_Work required_: Repeat each record exactly as written, and drop any images.

_Supplied information_:
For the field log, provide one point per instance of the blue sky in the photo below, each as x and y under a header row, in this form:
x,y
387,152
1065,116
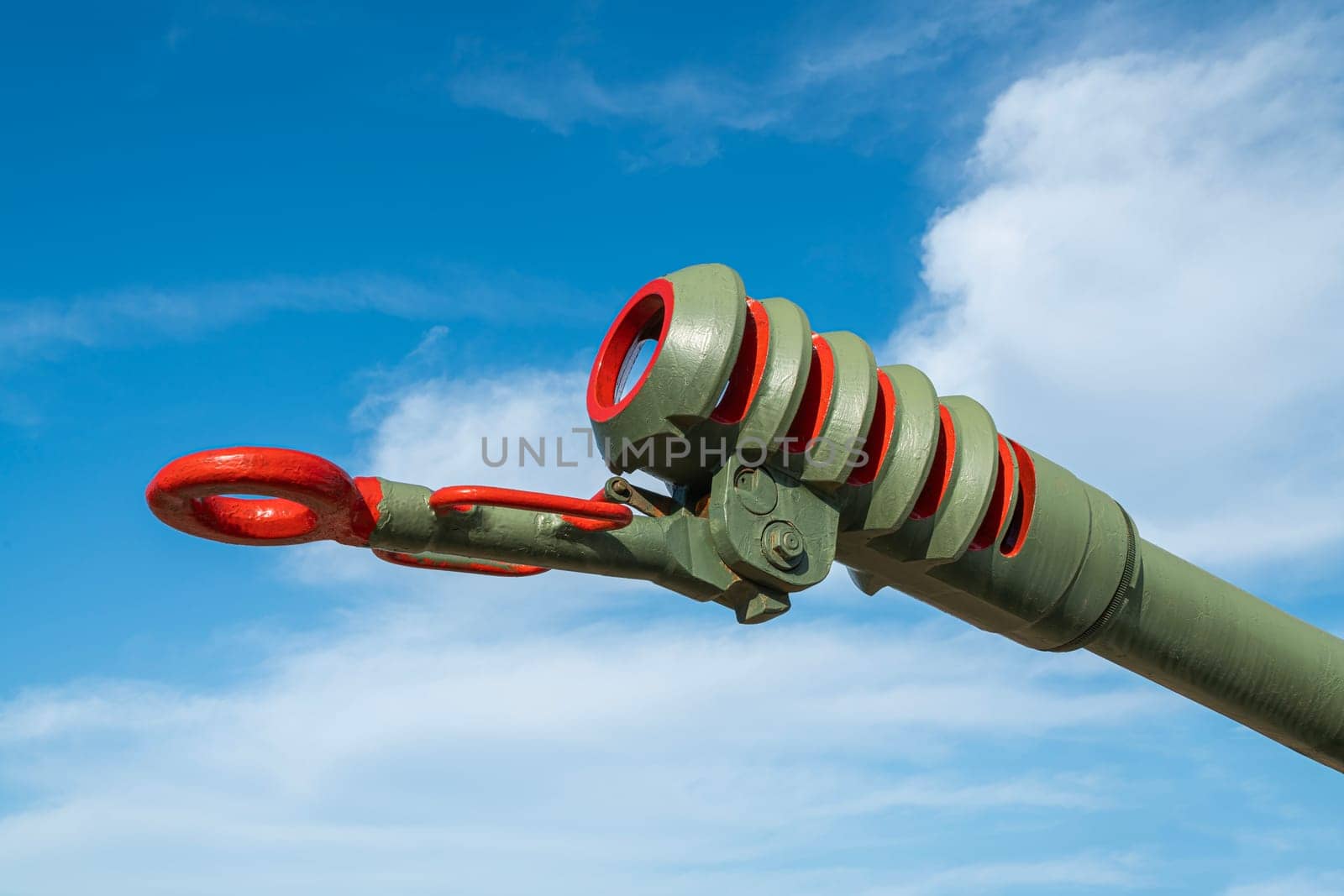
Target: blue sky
x,y
380,234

_Response to this task_:
For the field log, provide one point per instance of the blue sky in the photo below, each as x and y under a header row, in this form:
x,y
387,152
1065,116
Target: blue sky
x,y
380,234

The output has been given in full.